**Given problem A**.
Please reproduce, word for word, the part of the EVA storage thread between "The EVA 'virtualizes'" and "has finished rebuilding?!", inclusive.
**Given problem B**.
Answer these questions from the EVA storage thread:
(i) Into how many data segments and how many parity segments is the data for a vRAID 5 logical drive divided internally?
(ii) How much space do the controllers reserve so that single disk failure protection works even when the disk group is all VRAID 1?
(iii) What does RSS stand for?

**Source document**.
— begin —

I don't think it's documented anywhere public, and recently even the RSS state was removed from XCS and Command View, customer no longer can see the distribution of the RSS in the disk group.
Internally the data for a vRAID 5 logical drive is segmented and stored as 4 data segments with one parity segment. And these segments are written on groups of 8 disks (usually 8 disks, which from a RSS)

The issue of "disk failure protection" = single requiring 2 drives is because if a disk fails and there are logical drives in vRAID 1, you need to move the data that was on the failed disk and it's partner to the remaining disks, so there are two copies of each data.
To be able to do this even if the disk is all VRAID 1, the controllers reserve twice the size of the biggest disk on the disk group.

Firmware 09006000 is here:

http://h20392.www2.hp.com/portal/swdepot/displayProductInfo.do?productNumber=T4256-63119

Steven Clementi · ‎02-03-2009

basically what happens is...

D1 paired D5 (data)
D2 paired D6 (data)
D3 paired D7 (data)
D4 paired D8 (reserved for single protection)

If you have a vRAID1 disk allocated.. and D1 fails... it moves/copies the data from D1/D5 to D4/D8.

Steven

Steven Clementi
HP Master ASE, Storage, Servers, and Clustering
MCSE (NT 4.0, W2K, W2K3)
VCP (ESX2, Vi3, vSphere4, vSphere5, vSphere 6.x)
RHCE
NPP3 (Nutanix Platform Professional)

Uwe Zessin · ‎02-03-2009

> Now I was under the impression normal RAID 5 capacity was 2/3 of disk space...

No, that depends completely on the array implementation. Some traditional RAID arrays can do between 2/3 and 13/14, depending on the number of disk drives (3 to 14 in this case).

The EVA 'virtualizes' 4D+1P RAID-5 and distributes it onto different disk drives within the disk group. This even works in a disk group with 240 disk drives. In that case the data rebuild for a failed disk drive is MUCH faster then rebuilding a 239D+1P array.

Another reason for smaller RAID-5 chunks is the (potential) ability to withstand multiple concurrent disk drive failures within a disk group. It is not a true RAID-6, but the disk group is divided into multiple 'failure domains' - the RSS (Redundant Storage Set) that vcespon has mentioned - each of which contains isolated RAID protection.

.

UselessUser · ‎02-04-2009

Hi,

I can not believe I am saying this but I finally get it!!

May I ask why the "double" protection cannot sustain 2 drive failures before 1 has finished rebuilding?!

And as put in another post I have HP SIM running on a VM... how do I get it to see the EVA..

At the moment it just shows up as unmanaged!

Finally I had a disk fail, which I logged with HP and they sent a replacement... the problem is the new one has finished levelling but now says attention..

— end —

**Data records**.
— begin —

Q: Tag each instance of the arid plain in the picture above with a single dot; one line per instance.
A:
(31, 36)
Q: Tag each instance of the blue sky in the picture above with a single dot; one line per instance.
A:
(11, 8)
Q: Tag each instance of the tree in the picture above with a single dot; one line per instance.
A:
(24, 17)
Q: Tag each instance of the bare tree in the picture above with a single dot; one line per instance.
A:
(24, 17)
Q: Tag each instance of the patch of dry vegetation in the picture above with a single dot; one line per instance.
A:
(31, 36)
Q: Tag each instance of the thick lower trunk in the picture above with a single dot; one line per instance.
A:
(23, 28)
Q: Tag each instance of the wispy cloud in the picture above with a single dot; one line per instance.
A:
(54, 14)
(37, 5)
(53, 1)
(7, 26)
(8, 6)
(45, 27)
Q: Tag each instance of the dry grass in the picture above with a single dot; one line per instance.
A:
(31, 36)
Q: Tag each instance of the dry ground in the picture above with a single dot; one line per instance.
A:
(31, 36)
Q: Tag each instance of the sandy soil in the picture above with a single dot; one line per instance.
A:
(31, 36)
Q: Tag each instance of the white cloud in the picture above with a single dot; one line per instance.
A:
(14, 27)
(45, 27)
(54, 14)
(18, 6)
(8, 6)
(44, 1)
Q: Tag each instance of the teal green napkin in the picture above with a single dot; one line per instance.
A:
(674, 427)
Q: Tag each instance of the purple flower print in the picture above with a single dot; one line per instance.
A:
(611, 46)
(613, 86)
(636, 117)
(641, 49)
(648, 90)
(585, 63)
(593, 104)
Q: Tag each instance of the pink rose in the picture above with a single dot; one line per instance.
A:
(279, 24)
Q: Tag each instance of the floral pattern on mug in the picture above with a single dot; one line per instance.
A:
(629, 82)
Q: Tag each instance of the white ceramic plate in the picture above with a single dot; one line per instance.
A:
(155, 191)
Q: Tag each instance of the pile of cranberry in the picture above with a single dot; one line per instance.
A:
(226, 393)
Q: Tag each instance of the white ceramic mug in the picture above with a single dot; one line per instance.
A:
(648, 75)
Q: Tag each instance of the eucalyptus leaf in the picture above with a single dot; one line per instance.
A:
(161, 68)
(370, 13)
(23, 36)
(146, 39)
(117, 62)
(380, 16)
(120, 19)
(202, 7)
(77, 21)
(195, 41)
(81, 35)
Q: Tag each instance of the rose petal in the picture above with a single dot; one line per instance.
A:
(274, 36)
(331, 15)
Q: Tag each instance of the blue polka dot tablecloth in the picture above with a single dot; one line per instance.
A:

— end —

**Result A**.
The EVA 'virtualizes' 4D+1P RAID-5 and distributes it onto different disk drives within the disk group. This even works in a disk group with 240 disk drives. In that case the data rebuild for a failed disk drive is MUCH faster then rebuilding a 239D+1P array.

Another reason for smaller RAID-5 chunks is the (potential) ability to withstand multiple concurrent disk drive failures within a disk group. It is not a true RAID-6, but the disk group is divided into multiple 'failure domains' - the RSS (Redundant Storage Set) that vcespon has mentioned - each of which contains isolated RAID protection.

.

UselessUser · ‎02-04-2009

Hi,

I can not believe I am saying this but I finally get it!!

May I ask why the "double" protection cannot sustain 2 drive failures before 1 has finished rebuilding?!

**Result B**.
(i) Four data segments and one parity segment.
(ii) Twice the size of the biggest disk in the disk group.
(iii) Redundant Storage Set.